INSTRUCTION —
Recast the material as a numbered list with blank lines omitted, starting at the beginning of the material and ending at the line that contains "M36 54L25 109L63 77Z", both included.

DATASET CONTENT —

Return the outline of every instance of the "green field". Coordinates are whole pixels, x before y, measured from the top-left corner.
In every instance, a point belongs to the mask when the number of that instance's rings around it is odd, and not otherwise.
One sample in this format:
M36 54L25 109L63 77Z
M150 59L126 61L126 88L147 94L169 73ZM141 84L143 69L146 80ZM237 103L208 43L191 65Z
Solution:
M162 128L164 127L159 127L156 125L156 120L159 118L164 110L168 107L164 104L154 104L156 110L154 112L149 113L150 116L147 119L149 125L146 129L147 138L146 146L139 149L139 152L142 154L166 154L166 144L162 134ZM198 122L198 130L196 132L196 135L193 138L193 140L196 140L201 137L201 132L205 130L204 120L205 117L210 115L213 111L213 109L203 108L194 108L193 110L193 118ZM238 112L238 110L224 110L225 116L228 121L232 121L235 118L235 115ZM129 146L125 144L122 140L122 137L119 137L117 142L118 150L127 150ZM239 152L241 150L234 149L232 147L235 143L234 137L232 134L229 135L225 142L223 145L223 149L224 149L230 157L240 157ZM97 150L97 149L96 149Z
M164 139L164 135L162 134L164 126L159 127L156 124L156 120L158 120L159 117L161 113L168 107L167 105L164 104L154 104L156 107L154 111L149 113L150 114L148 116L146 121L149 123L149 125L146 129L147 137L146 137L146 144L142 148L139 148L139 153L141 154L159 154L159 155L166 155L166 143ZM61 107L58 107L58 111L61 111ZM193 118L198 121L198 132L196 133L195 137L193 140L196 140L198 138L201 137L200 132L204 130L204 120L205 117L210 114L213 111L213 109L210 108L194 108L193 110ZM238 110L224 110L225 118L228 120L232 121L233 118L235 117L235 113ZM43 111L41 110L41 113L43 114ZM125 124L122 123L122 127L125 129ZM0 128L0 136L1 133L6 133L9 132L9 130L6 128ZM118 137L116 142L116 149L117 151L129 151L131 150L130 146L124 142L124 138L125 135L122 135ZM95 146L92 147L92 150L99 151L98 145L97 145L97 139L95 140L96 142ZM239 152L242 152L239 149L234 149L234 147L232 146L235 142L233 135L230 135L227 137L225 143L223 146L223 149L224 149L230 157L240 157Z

OUTPUT OF THE EXERCISE —
1. Return the outline of every instance of the "green field". Coordinates are whole pixels, x before y, measured from the top-left corner.
2. In every instance, a point belongs to the mask when the number of that instance's rings around it is odd, and not otherwise.
3. One sample in this format:
4. M36 54L25 109L63 77Z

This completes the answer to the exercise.